*READING PASSAGE*
The Ninth California Audio Show took place July 26-28 at the Hilton Oakland Airport, which has been the hosting venue for the last few years. Our reports on the 2017 CAS can be seen here and here; and on the 2018 show, here and here.
As the hotel’s name suggests, the Hilton is a stone’s throw from the Oakland Airport, and is readily accessible from several interstates. While the location might lack the glamour of San Francisco, it also avoids the costs, parking nightmares, and the hemmed-in between newly-erected highrises feeling that’s so much a part of SF these days.
The setting for the show is surprisingly quiet considering how close the airport is—you can look out doorways at the ends of hallways and see planes taxiing down runways. The hotel grounds have plenty of trees and plantings, which offer the chance to escape small exhibit rooms and get a breath of fresh air. As mentioned in previous reports, the show is notable for a congenial, relaxed vibe, and exhibitors comment on the serious and well-informed nature of the attendees. People who actually BUY things. >gasp<
There were a few changes in the show layout this year: previously, registration, the marketplace and a few large exhibit rooms were in a building which also houses the bar and restaurant, while the majority of the exhibits were housed separately in Building V. This year, everything was housed in Building V, which also contained most sleeping rooms. The first floor had registration and the marketplace in the Empire Room; seminars in the Forum Room; five largish exhibits in Boardrooms 1-5; and finally, six regular exhibit rooms (standard hotel rooms with furniture removed). The second floor had nine regular exhibit rooms.
That gives a room-count of only 20 exhibit rooms, in addition to the marketplace and seminar area. But: having everything located in one building gave the impression of a very busy show indeed, and exhibitors I spoke with were pleased by the turnout. Both Friday and Saturday had hallways and popular destinations crowded all day; things were lighter on Sunday…which was helpful for photography.

*STORED RECORDS*
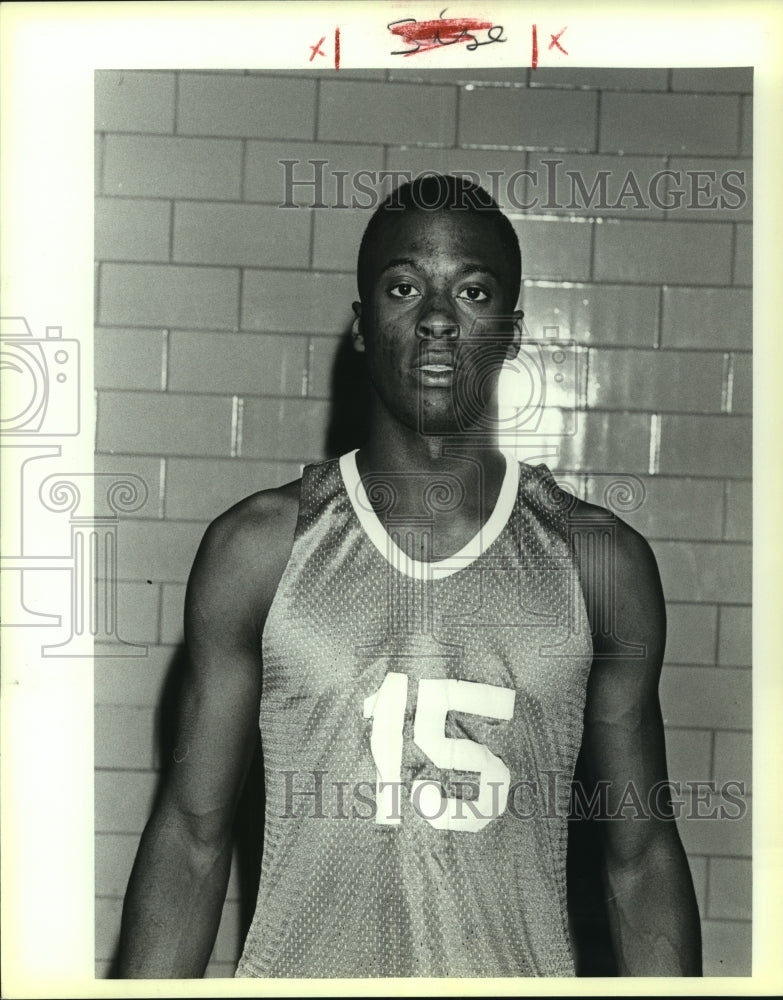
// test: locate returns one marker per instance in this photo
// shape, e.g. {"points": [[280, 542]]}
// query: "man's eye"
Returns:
{"points": [[473, 293], [403, 290]]}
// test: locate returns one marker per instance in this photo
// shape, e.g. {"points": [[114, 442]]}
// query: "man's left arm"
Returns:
{"points": [[653, 914]]}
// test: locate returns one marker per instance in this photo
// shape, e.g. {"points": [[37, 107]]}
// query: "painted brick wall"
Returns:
{"points": [[219, 316]]}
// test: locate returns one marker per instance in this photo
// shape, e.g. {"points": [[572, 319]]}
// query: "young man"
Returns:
{"points": [[430, 639]]}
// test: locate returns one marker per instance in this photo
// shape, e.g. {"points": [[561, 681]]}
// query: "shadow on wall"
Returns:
{"points": [[348, 417], [346, 430]]}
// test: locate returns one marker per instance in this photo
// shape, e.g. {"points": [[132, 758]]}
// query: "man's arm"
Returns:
{"points": [[653, 915], [178, 884]]}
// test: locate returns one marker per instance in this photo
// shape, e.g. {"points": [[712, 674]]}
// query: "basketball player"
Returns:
{"points": [[422, 625]]}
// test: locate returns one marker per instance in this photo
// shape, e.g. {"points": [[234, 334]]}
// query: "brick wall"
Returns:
{"points": [[219, 317]]}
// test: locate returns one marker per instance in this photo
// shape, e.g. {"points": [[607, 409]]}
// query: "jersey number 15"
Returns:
{"points": [[436, 697]]}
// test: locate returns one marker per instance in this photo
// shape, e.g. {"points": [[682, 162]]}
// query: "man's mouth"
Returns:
{"points": [[435, 368], [436, 362]]}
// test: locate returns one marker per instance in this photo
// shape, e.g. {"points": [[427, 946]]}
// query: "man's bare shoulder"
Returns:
{"points": [[261, 517], [243, 554], [630, 547]]}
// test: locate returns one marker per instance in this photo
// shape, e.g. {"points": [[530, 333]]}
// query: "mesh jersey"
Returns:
{"points": [[431, 713]]}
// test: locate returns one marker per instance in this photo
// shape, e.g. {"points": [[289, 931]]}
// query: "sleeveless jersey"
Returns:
{"points": [[420, 723]]}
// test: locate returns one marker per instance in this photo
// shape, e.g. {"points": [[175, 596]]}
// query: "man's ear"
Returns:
{"points": [[356, 328], [516, 335]]}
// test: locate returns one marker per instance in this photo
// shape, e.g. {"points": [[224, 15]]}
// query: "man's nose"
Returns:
{"points": [[437, 322]]}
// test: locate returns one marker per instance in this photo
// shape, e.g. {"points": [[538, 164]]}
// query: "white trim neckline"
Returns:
{"points": [[433, 569]]}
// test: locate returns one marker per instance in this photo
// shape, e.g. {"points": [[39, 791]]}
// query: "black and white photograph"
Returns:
{"points": [[414, 573]]}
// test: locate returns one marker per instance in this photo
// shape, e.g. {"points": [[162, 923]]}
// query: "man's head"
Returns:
{"points": [[431, 193], [439, 275]]}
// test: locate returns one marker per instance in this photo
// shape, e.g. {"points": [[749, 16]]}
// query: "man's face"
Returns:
{"points": [[438, 323]]}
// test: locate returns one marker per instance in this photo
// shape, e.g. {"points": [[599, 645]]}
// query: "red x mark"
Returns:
{"points": [[554, 41], [315, 50]]}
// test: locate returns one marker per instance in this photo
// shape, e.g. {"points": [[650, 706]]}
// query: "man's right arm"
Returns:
{"points": [[178, 884]]}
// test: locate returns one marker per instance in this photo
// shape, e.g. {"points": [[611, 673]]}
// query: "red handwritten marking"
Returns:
{"points": [[555, 41], [315, 50], [431, 34]]}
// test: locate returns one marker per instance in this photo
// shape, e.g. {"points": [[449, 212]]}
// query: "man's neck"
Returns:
{"points": [[469, 468]]}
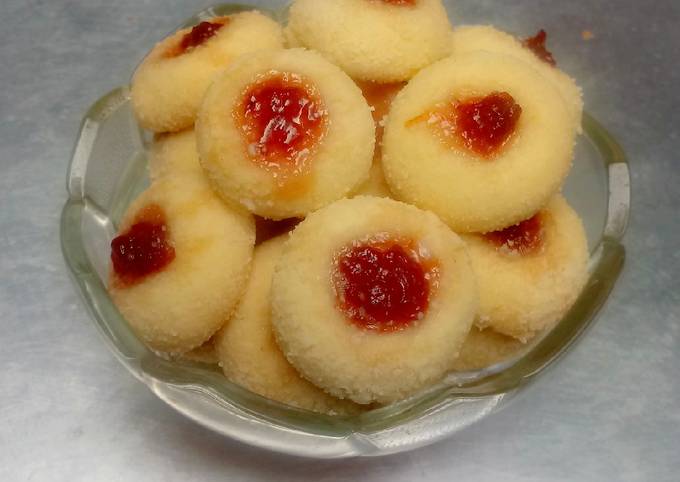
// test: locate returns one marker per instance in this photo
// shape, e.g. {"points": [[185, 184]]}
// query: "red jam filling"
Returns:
{"points": [[382, 286], [282, 120], [485, 124], [197, 36], [266, 229], [537, 45], [523, 238], [144, 248]]}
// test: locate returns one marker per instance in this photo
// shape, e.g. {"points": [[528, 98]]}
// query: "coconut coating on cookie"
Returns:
{"points": [[333, 351], [471, 38], [469, 192], [249, 354], [483, 348], [175, 155], [523, 294], [179, 307], [169, 84], [373, 39], [316, 148]]}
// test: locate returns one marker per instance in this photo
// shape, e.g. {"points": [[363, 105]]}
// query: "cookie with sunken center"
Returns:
{"points": [[427, 163], [522, 294], [327, 149], [249, 354], [472, 38], [178, 307], [325, 342], [169, 84]]}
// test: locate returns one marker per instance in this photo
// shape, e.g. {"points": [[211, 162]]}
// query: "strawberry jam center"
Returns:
{"points": [[382, 286], [282, 120], [197, 36], [144, 248], [537, 45], [484, 125], [523, 238]]}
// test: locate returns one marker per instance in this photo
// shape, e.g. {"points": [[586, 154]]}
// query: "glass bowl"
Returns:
{"points": [[109, 169]]}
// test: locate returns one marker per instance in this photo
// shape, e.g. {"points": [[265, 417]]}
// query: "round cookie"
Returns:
{"points": [[285, 133], [249, 355], [372, 299], [378, 40], [471, 38], [483, 140], [169, 84], [483, 348], [530, 274], [176, 155], [179, 264]]}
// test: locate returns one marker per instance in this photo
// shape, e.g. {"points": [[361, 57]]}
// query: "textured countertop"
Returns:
{"points": [[68, 411]]}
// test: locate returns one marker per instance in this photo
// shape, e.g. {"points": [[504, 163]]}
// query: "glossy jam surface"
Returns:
{"points": [[523, 238], [143, 249], [382, 286], [197, 36], [484, 125], [537, 44], [282, 120]]}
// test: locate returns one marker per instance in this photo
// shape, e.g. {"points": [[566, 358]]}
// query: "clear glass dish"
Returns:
{"points": [[108, 170]]}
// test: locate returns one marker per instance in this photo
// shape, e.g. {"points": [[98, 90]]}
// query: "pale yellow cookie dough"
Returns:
{"points": [[372, 39], [180, 307], [248, 351], [334, 353], [338, 163], [167, 89], [468, 192], [521, 295]]}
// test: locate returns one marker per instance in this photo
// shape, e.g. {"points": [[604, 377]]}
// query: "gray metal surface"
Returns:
{"points": [[68, 411]]}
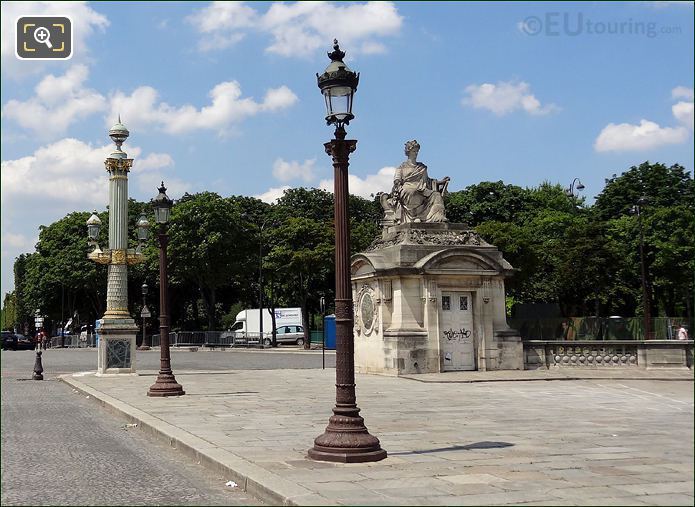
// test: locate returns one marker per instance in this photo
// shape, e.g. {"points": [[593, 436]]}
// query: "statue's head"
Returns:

*WHAT IS BEING ASKED*
Repeat the audio show report word for word, starting at "That gives a" and ending at "helpful for photography.". You won't need the listing for any of this.

*WRITTEN REPLY*
That gives a room-count of only 20 exhibit rooms, in addition to the marketplace and seminar area. But: having everything located in one building gave the impression of a very busy show indeed, and exhibitors I spoke with were pleased by the turnout. Both Friday and Saturday had hallways and popular destinations crowded all day; things were lighter on Sunday…which was helpful for photography.